====== Records to process ======

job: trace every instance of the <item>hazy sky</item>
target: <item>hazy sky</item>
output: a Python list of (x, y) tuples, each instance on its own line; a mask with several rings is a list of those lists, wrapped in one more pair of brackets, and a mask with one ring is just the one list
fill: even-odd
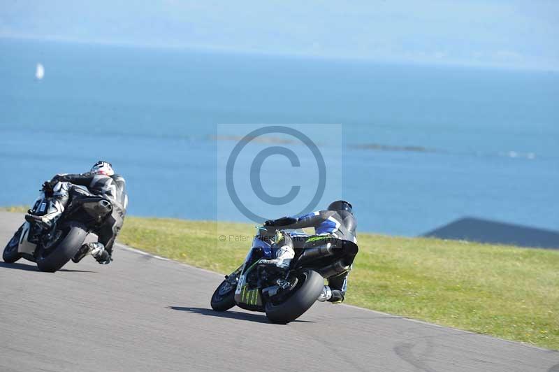
[(559, 1), (0, 0), (0, 36), (559, 69)]

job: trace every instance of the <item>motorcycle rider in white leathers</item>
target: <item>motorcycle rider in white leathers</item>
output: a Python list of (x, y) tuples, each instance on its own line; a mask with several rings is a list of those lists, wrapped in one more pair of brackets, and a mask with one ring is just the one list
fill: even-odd
[(328, 285), (324, 286), (318, 300), (334, 303), (340, 303), (344, 301), (347, 290), (347, 276), (358, 250), (356, 234), (357, 220), (354, 216), (353, 208), (349, 203), (342, 200), (334, 201), (326, 210), (266, 221), (264, 226), (277, 229), (314, 228), (315, 235), (307, 236), (302, 241), (285, 236), (275, 243), (275, 258), (261, 259), (259, 262), (261, 264), (274, 264), (280, 269), (286, 269), (289, 267), (295, 257), (295, 248), (311, 248), (321, 241), (327, 241), (328, 239), (341, 242), (338, 257), (347, 266), (347, 269), (327, 278)]

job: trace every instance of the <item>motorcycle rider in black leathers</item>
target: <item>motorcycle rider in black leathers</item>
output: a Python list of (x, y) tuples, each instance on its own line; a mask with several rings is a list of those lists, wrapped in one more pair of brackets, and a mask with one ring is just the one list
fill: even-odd
[(334, 303), (340, 303), (344, 301), (344, 296), (347, 290), (347, 276), (358, 252), (356, 234), (357, 220), (354, 216), (351, 204), (340, 200), (331, 203), (326, 210), (266, 221), (264, 226), (277, 229), (314, 227), (315, 235), (307, 236), (302, 241), (286, 236), (283, 240), (275, 243), (277, 248), (275, 250), (276, 258), (261, 260), (262, 264), (275, 264), (278, 267), (286, 269), (289, 266), (291, 259), (295, 257), (294, 248), (315, 247), (321, 241), (339, 242), (341, 246), (339, 247), (340, 250), (338, 255), (344, 266), (342, 272), (327, 278), (328, 285), (324, 286), (318, 301), (328, 301)]
[(99, 161), (89, 172), (82, 174), (58, 174), (43, 184), (43, 191), (49, 196), (48, 203), (41, 208), (30, 210), (25, 216), (29, 222), (35, 222), (49, 228), (61, 215), (72, 199), (81, 196), (103, 196), (112, 204), (112, 213), (97, 231), (99, 242), (84, 244), (75, 256), (74, 262), (79, 262), (88, 253), (99, 264), (110, 264), (112, 260), (112, 245), (124, 223), (128, 206), (124, 178), (115, 173), (112, 166)]

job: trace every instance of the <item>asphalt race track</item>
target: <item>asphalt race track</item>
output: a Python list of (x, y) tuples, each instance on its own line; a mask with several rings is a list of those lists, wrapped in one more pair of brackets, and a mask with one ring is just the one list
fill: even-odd
[[(0, 213), (2, 248), (22, 221)], [(221, 276), (117, 250), (54, 274), (0, 263), (0, 371), (559, 372), (558, 352), (350, 306), (216, 313)]]

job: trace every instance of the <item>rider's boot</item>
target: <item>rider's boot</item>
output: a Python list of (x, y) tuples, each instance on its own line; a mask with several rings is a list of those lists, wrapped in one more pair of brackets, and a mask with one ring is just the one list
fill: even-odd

======

# Task instructions
Rewrite the listing from its first line through the line with "[(559, 1), (0, 0), (0, 36), (559, 69)]", requests and all, raising every coordinate in the answers by 141. Leave the pictures out of your answer.

# Task result
job: trace every instance of the <item>hazy sky</item>
target: <item>hazy sky</item>
output: a Python list of (x, y) tuples, each instance on its own line; a mask with several rings is a list of those lists, wrapped in one more pair of brackets, and a mask with one ring is just the one list
fill: even-odd
[(700, 142), (141, 141), (141, 177), (700, 210)]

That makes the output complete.